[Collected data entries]
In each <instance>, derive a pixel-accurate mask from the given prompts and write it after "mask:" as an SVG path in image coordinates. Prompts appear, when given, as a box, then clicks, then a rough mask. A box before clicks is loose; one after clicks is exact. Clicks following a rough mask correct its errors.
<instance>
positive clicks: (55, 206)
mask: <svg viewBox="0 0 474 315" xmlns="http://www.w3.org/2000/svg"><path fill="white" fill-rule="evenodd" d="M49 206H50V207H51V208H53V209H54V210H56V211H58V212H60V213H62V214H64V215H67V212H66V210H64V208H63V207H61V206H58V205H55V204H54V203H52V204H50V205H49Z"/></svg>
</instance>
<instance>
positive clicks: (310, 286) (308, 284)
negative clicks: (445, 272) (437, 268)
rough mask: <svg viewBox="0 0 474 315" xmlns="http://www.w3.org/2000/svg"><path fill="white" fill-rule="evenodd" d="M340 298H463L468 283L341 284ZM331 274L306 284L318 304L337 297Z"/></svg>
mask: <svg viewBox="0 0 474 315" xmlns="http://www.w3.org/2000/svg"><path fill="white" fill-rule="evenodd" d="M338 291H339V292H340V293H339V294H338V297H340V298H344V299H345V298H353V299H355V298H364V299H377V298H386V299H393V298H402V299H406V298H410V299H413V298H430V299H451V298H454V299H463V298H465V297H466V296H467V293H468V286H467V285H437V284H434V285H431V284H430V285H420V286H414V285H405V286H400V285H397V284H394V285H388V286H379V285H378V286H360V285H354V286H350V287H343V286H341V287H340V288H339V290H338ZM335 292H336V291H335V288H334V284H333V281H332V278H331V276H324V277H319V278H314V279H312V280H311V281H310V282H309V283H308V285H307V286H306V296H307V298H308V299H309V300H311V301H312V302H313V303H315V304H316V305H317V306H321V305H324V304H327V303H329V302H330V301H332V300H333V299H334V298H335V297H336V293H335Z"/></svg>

■ **Description of the task**: Gather every line in the records that contains the string "instance", treating uppercase and lowercase letters as different.

■ **Result of the exercise**:
In each <instance>, derive a pixel-accurate mask from the given prompts and write it after "mask:" as an SVG path in image coordinates. Prompts appear, when given, as a box, then clicks, then a rough mask. A box before clicks is loose; one after clicks is exact. Clicks following a rough mask correct its errors.
<instance>
</instance>
<instance>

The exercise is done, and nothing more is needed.